Short task – Retype precisely the section of the data that starts at the line containing "the white banner" and runs to its final line, ends included.
• • • •
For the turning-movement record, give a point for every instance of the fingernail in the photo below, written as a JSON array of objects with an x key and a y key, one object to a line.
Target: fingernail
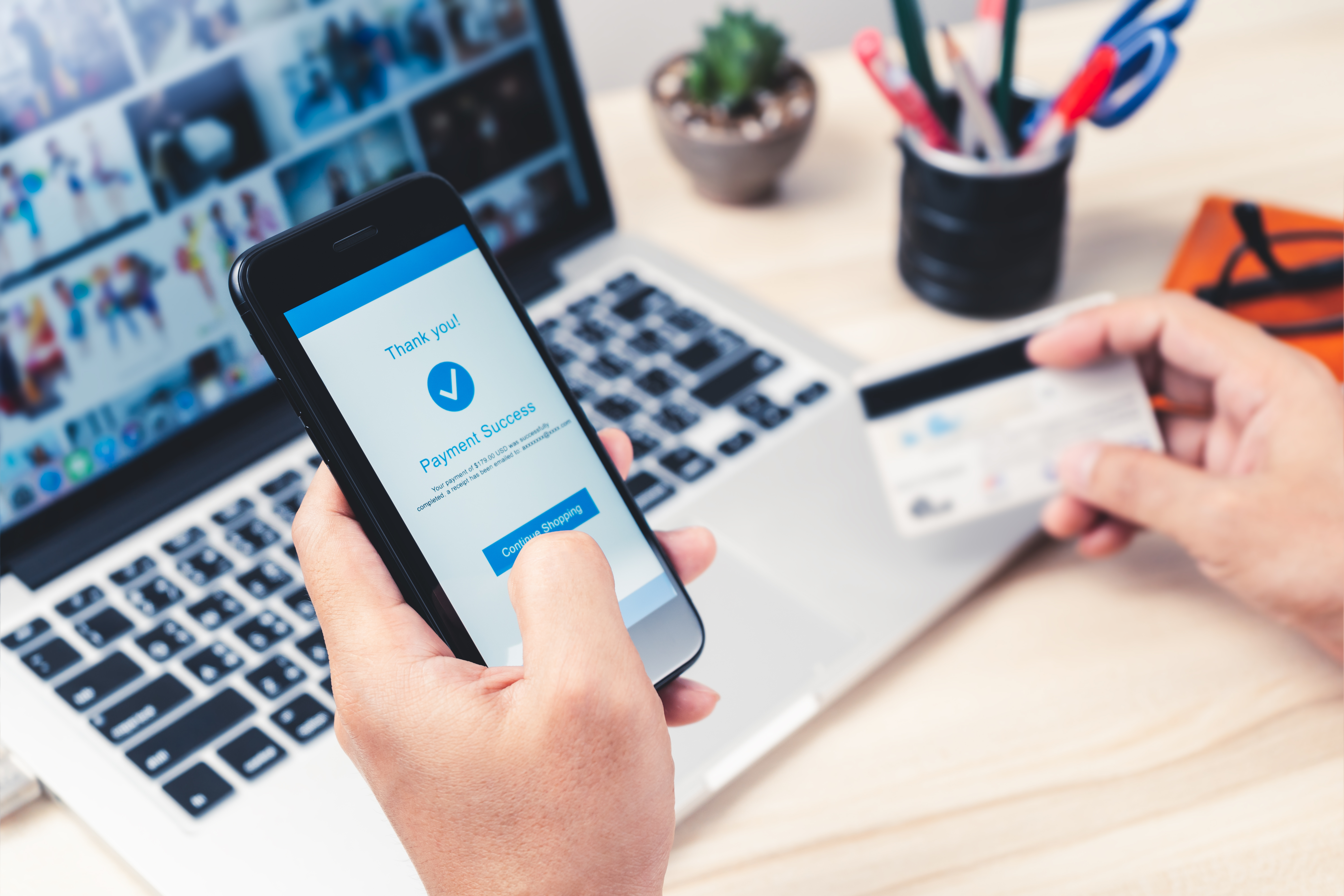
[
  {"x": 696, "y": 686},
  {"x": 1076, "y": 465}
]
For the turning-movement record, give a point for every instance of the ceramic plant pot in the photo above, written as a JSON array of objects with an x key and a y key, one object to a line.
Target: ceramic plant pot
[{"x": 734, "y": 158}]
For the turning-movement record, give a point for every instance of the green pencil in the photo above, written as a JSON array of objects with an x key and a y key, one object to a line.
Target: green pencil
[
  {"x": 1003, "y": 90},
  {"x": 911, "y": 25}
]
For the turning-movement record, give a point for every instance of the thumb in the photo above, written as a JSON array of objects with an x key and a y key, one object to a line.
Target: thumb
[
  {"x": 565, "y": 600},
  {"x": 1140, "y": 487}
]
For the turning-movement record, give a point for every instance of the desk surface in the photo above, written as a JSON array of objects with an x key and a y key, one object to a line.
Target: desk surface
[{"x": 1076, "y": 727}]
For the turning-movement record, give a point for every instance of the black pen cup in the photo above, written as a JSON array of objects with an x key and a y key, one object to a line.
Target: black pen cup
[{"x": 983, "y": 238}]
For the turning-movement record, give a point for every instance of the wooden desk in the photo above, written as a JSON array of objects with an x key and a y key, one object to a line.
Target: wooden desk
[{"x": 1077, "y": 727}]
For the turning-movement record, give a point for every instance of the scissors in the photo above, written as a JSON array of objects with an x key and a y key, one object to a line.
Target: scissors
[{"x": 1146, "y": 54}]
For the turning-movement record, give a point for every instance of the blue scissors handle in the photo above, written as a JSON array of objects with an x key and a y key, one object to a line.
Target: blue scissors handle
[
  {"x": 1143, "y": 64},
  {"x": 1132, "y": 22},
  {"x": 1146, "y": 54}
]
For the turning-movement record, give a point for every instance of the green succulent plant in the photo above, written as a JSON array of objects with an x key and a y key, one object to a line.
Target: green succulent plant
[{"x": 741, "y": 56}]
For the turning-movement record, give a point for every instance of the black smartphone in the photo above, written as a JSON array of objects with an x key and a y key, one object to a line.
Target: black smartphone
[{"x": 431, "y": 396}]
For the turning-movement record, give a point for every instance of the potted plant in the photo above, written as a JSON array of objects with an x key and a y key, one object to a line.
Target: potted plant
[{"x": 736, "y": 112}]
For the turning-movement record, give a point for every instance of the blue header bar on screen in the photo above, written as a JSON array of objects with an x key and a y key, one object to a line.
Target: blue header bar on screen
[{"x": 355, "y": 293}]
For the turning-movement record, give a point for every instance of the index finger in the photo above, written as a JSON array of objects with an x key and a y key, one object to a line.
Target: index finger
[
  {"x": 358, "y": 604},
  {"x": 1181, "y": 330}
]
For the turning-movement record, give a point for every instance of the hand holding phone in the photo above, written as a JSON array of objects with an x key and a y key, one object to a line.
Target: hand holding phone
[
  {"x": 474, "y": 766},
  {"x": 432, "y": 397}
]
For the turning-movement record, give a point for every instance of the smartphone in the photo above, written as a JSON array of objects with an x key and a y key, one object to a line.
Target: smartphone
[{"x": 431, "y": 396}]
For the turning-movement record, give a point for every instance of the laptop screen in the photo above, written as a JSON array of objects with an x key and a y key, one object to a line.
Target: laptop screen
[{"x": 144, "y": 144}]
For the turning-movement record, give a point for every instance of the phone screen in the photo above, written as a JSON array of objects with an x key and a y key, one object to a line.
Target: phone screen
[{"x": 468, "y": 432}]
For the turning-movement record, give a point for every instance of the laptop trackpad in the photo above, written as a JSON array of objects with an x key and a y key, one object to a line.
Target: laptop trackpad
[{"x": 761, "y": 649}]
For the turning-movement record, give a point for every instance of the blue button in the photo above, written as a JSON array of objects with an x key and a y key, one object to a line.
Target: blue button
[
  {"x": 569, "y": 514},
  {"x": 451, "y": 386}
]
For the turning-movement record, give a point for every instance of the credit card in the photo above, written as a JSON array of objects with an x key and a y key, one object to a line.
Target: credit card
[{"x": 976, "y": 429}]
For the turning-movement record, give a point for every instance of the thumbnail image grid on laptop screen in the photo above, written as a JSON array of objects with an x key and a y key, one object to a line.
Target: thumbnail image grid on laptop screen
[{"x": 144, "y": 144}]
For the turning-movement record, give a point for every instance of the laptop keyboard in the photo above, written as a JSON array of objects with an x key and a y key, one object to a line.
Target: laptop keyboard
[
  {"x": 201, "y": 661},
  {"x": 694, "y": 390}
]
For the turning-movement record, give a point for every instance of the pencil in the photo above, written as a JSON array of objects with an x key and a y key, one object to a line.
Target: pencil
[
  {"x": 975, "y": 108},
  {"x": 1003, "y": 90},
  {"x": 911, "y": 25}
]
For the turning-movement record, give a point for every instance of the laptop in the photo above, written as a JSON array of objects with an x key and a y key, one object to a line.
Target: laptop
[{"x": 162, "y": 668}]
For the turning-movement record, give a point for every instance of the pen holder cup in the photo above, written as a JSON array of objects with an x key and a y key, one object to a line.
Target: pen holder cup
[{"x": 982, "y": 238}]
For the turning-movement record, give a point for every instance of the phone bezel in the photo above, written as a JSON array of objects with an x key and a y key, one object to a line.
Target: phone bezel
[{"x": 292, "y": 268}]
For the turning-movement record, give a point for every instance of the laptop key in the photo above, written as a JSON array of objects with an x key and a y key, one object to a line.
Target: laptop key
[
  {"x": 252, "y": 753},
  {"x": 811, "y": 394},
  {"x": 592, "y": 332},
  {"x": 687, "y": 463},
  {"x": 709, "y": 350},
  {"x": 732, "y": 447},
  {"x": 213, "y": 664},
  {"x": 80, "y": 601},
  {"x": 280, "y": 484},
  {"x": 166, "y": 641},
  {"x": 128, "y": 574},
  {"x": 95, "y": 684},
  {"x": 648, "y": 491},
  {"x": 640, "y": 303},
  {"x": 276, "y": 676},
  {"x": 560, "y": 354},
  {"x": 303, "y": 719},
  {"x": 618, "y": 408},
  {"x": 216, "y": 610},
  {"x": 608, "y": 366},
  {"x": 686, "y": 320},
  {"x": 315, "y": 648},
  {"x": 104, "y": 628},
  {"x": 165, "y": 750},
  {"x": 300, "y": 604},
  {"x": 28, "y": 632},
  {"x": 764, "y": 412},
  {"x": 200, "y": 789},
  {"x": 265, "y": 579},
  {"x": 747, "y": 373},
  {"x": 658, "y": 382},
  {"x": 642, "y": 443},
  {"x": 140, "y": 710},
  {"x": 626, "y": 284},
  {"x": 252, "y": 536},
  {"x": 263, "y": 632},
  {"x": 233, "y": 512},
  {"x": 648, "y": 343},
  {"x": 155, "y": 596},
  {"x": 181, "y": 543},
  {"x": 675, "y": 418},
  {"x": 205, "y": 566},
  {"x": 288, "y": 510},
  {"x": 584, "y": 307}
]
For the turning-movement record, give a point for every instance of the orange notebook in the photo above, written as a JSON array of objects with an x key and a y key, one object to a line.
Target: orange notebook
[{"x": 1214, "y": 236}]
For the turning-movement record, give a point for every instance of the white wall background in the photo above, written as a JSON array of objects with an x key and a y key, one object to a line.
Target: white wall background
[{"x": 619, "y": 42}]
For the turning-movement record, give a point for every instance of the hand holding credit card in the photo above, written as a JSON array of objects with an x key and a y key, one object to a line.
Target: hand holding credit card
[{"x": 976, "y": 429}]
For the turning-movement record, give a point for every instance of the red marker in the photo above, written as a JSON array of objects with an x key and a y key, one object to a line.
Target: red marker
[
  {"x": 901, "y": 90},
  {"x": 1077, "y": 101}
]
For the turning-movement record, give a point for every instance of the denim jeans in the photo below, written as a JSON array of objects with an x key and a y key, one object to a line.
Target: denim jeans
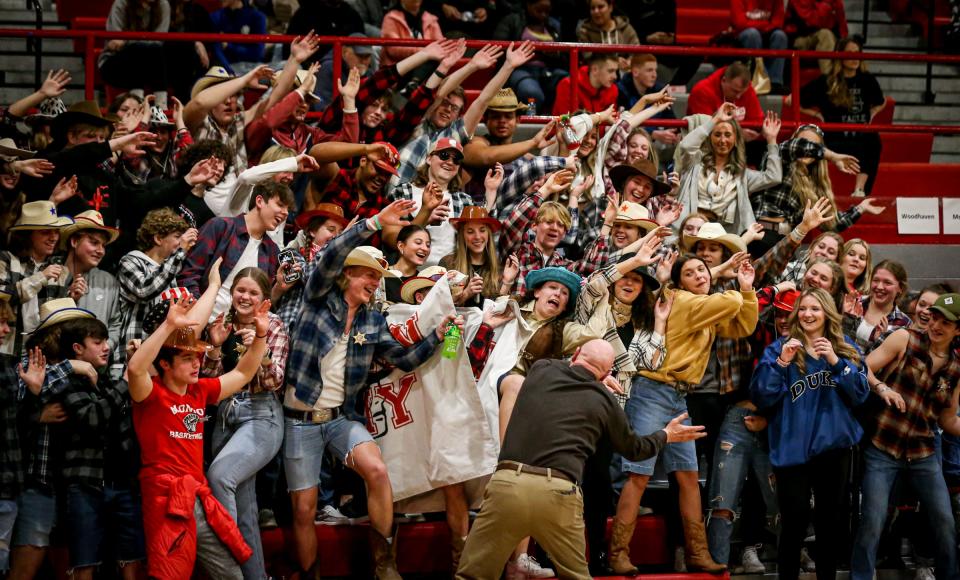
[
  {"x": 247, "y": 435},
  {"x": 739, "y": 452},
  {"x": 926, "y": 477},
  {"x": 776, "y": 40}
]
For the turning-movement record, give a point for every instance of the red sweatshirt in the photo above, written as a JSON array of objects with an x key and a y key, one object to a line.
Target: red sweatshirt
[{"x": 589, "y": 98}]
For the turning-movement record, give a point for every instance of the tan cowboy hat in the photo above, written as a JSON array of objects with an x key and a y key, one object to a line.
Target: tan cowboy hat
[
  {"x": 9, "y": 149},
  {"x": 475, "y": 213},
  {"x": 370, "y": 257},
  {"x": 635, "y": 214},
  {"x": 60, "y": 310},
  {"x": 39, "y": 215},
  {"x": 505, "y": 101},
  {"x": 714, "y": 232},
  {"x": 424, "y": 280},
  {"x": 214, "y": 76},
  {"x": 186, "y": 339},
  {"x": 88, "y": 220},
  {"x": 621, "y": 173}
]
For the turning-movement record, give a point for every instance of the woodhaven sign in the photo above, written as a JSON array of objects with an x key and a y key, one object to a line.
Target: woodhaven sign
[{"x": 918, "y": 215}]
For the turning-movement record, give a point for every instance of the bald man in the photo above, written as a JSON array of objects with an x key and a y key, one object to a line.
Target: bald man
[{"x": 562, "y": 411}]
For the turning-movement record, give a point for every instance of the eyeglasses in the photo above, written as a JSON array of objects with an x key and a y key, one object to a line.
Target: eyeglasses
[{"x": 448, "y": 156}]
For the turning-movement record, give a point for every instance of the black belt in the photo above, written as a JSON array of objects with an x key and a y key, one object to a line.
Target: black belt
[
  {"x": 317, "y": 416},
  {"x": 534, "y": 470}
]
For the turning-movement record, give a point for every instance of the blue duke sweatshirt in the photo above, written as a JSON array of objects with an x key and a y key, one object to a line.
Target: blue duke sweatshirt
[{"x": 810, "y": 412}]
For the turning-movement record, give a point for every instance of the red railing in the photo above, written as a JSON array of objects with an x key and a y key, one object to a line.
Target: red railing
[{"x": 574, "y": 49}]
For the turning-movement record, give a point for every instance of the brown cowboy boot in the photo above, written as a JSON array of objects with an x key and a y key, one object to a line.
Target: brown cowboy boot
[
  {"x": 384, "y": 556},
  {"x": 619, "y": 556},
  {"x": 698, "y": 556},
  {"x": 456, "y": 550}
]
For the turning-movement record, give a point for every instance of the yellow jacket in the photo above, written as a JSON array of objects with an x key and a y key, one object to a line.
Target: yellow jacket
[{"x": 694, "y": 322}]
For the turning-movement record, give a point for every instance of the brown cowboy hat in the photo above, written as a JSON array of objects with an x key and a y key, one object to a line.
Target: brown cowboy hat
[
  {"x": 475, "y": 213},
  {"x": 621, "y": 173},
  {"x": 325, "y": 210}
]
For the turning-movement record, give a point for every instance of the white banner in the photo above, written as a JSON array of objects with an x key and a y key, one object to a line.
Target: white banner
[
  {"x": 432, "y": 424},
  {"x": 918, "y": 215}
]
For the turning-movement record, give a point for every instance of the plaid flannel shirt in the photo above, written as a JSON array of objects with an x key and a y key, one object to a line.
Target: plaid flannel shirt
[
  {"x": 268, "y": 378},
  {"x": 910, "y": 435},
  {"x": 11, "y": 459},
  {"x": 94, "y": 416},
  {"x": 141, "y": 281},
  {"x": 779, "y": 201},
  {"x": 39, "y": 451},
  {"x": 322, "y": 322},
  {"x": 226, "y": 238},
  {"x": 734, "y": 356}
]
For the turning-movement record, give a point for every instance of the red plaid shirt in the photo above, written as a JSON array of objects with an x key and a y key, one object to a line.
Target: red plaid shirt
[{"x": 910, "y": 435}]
• • • •
Result of the task –
For the turning-movement record, give a point for every instance of the white banner in the photo above, written as a JSON array of objects with an x key and a y key, one object to a line.
Target: white banner
[
  {"x": 432, "y": 424},
  {"x": 918, "y": 215}
]
For the turning-movement record, give a point for every instance of the plaid flannel shirt in the photo above, written as a JSON array of objects with an x key and a y key, one object to a line.
Target: plaid flannel shirt
[
  {"x": 268, "y": 378},
  {"x": 910, "y": 435},
  {"x": 11, "y": 459},
  {"x": 94, "y": 416},
  {"x": 141, "y": 281},
  {"x": 779, "y": 201},
  {"x": 39, "y": 451},
  {"x": 322, "y": 322},
  {"x": 226, "y": 238},
  {"x": 734, "y": 356}
]
For the turning-movement record, give a point for every instance of the red plaid shirt in the photo above, written as a JSON array of objects with an x key and a y key, one object to a line.
Target: red plaid shirt
[{"x": 910, "y": 435}]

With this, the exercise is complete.